[Start RECORDS TO USE]

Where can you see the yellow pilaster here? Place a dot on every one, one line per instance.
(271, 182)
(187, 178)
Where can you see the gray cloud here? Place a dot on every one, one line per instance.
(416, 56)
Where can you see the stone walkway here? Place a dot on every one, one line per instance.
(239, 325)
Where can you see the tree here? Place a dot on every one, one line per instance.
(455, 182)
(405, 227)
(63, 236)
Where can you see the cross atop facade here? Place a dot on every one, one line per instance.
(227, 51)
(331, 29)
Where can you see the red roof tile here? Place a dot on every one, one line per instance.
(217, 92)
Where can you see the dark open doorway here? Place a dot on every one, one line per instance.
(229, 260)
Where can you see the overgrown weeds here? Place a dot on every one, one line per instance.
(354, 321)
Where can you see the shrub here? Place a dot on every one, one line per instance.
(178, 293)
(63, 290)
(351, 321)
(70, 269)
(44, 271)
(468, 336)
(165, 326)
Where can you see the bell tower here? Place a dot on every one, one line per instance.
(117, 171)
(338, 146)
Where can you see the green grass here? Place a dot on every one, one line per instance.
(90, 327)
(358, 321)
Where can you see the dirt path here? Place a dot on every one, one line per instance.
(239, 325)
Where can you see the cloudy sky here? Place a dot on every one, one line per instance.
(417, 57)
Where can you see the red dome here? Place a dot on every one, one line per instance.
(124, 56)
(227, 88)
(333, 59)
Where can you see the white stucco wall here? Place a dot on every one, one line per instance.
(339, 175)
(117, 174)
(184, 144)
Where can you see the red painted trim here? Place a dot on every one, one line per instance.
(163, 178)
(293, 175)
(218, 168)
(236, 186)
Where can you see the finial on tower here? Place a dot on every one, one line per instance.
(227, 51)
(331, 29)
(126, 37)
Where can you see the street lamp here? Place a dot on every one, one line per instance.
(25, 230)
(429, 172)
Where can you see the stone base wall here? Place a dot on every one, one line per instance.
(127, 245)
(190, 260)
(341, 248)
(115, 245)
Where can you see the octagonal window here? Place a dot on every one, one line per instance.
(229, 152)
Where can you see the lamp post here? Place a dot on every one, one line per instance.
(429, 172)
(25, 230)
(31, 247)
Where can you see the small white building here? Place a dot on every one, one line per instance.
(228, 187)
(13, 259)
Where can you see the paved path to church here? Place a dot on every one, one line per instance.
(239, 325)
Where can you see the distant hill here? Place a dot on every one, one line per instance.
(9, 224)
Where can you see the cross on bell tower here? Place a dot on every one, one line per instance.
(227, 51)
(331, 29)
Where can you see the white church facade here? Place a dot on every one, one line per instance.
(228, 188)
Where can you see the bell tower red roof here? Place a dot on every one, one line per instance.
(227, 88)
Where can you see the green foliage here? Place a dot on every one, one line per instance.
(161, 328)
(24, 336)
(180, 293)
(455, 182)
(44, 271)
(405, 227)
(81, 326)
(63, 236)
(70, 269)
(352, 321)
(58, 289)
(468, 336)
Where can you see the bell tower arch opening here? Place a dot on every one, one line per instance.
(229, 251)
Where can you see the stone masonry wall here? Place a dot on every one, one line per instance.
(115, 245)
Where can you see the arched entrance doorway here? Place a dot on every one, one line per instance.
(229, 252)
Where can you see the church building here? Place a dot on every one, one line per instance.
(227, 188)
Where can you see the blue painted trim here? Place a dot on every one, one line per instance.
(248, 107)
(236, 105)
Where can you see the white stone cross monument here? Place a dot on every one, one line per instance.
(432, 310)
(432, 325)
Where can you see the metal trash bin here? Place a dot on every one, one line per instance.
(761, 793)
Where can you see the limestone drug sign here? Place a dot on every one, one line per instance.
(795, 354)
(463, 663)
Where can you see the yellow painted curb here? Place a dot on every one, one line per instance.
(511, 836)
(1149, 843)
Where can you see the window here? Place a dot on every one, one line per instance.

[End RECORDS TO USE]

• [OBJECTIVE] Rewrite every line from the line with "Where can you see the green foliage" up to and including the last line, requests included. Scale each point coordinate by 2.4 and round it to a whole number, rounding halves up.

• [ANSWER TO THE PROBLEM]
Where can you see the green foliage here? Place a dot on every one, one line per instance.
(386, 787)
(58, 806)
(432, 703)
(1092, 437)
(106, 650)
(972, 545)
(194, 782)
(151, 566)
(168, 646)
(845, 770)
(139, 694)
(1123, 806)
Where can you see the bell tower arch opening here? Place a dot on every one, one line per instance.
(550, 602)
Where can you see the stone masonry wall here? Place a dot on every one, one line per instance.
(276, 588)
Where can you see the arched entrance doorway here? Place a dot on every one, one line per instance.
(550, 605)
Where can you see the church building here? Place a dot on every one, one line per instance.
(545, 451)
Where can you see the blue painted trim here? Place a dot on every one, one line per instance.
(595, 257)
(566, 252)
Where can you see the white stone cross monument here? Place a dot on every one, one line per instance.
(1037, 744)
(1037, 780)
Where can you see the metal trash bin here? Place a dot on every one, one line per instance.
(1826, 1903)
Where can you see the limestone drug sign here? Place a dot on every one, one line per instance.
(1908, 850)
(1111, 1591)
Where can you see the yellow painted curb here? Place a dot on every one, one line per instance.
(1226, 2006)
(2758, 2023)
Where can you see the window here? Place a dot on every one, one line per instance.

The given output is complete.